### Problem to solve
From the entries below, return only the lines starting at the one that contains "Target: white cloud" and ending at the one that contains "Target: blue sky", exactly as they stand.

--- Supplied records Enclosed Below ---

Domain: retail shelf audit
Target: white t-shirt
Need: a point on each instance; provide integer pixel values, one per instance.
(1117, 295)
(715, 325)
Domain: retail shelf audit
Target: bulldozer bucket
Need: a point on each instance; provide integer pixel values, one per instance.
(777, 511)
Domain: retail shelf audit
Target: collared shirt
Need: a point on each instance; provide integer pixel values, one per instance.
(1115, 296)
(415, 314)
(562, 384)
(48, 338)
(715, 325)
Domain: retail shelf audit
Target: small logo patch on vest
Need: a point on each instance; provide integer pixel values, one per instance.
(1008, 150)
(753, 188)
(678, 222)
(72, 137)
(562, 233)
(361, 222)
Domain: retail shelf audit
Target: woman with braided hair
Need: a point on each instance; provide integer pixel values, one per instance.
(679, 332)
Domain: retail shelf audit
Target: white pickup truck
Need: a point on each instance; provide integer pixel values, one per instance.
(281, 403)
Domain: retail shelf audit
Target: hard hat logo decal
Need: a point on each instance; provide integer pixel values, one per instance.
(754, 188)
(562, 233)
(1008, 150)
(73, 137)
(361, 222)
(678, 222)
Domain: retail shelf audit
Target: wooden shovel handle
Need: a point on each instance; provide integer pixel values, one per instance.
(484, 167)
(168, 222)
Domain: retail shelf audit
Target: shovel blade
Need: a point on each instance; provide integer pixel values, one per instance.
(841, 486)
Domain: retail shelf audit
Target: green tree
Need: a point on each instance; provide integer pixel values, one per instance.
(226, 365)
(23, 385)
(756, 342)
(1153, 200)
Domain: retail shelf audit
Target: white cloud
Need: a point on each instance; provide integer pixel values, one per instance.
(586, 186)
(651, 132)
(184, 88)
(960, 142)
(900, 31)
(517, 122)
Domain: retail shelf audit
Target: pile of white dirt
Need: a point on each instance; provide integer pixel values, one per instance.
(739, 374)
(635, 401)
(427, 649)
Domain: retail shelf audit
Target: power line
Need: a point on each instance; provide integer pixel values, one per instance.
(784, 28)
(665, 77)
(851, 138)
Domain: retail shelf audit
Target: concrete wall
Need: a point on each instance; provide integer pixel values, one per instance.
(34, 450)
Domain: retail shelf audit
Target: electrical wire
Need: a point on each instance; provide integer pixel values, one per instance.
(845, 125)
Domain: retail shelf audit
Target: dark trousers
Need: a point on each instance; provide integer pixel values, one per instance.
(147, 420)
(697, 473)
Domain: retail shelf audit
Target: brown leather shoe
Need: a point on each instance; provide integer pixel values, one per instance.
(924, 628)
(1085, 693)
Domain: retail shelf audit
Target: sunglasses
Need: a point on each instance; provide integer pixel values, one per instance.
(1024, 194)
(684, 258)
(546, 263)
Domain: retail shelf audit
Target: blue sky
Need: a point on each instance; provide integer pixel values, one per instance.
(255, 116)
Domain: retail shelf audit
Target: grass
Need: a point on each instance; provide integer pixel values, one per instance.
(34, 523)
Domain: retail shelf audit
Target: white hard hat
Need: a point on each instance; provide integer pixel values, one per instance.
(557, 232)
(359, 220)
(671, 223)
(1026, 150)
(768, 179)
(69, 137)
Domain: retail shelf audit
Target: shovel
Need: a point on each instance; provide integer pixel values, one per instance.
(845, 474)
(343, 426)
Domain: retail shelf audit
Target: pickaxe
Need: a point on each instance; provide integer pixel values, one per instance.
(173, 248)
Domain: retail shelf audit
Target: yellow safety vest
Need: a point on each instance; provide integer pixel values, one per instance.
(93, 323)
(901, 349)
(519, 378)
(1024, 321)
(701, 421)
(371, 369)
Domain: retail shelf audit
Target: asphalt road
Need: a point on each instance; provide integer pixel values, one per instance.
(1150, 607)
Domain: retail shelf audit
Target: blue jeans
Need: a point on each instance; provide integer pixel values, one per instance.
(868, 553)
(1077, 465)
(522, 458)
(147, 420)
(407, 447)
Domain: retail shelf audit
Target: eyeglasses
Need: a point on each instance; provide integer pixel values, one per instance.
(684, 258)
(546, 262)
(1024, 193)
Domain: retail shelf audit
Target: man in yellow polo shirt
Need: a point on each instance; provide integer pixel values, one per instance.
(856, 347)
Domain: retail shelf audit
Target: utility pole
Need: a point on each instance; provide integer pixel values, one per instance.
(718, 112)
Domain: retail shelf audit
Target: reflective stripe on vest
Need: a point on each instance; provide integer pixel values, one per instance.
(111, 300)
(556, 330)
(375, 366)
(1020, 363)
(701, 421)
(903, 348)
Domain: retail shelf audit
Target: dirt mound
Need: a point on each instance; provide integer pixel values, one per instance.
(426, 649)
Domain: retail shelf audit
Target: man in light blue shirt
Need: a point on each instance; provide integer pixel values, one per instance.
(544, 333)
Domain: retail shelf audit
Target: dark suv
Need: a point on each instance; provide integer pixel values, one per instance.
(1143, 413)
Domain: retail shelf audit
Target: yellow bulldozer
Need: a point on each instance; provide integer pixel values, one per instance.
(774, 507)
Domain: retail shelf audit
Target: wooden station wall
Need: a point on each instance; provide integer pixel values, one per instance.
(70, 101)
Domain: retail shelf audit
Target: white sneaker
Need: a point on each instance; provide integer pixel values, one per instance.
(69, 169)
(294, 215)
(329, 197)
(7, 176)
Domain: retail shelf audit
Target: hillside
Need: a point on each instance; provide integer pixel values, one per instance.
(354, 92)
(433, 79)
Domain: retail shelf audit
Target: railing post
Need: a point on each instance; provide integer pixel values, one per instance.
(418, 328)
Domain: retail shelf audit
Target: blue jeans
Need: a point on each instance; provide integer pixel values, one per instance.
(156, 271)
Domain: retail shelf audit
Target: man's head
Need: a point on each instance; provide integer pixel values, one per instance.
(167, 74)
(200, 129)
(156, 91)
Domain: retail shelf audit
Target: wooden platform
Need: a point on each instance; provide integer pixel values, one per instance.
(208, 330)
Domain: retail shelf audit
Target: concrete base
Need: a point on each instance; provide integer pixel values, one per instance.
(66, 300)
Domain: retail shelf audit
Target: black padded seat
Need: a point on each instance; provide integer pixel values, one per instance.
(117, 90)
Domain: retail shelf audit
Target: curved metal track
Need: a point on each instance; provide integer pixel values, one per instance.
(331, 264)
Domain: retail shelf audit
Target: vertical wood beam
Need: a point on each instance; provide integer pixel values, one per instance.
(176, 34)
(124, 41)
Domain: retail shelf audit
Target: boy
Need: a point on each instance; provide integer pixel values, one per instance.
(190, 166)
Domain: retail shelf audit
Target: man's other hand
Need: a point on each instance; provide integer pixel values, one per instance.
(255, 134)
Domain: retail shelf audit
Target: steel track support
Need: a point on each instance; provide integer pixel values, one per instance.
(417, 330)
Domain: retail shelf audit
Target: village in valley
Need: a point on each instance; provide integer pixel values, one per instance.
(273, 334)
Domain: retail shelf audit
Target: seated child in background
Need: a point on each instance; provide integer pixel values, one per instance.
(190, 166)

--- End of Enclosed Supplied records ---

### Your response
Target: white cloud
Need: a point on each instance; provide integer pixel values, one per instance.
(586, 186)
(651, 132)
(184, 88)
(960, 142)
(900, 31)
(517, 122)
Domain: retail shelf audit
Target: pile of white dirt
Need: a point on each instance; provide integer pixel values, one per instance.
(739, 374)
(635, 401)
(427, 649)
Domain: retail shelf audit
Target: power line
Need: a point on each instance; provide integer pixel values, one per instance.
(784, 28)
(665, 77)
(851, 138)
Domain: retail shelf audit
Target: concrete wall
Need: a point on each instance; provide integer pixel values, one per instance.
(34, 450)
Domain: retail shelf audit
Target: electrical wire
Need: a point on each instance; provide integer pixel values, one per instance.
(845, 125)
Domain: retail shelf audit
Target: dark trousers
Need: a point on each instance; provide integer pixel values, one per instance.
(147, 420)
(697, 473)
Domain: retail shelf audit
Target: brown leather shoe
Need: a point on each instance; provide integer pixel values, one per instance.
(924, 628)
(1085, 693)
Domain: retail shelf audit
Target: sunglasses
Need: a point on each instance; provide integer pixel values, one per instance.
(1024, 194)
(684, 258)
(546, 263)
Domain: retail shelf audit
Target: blue sky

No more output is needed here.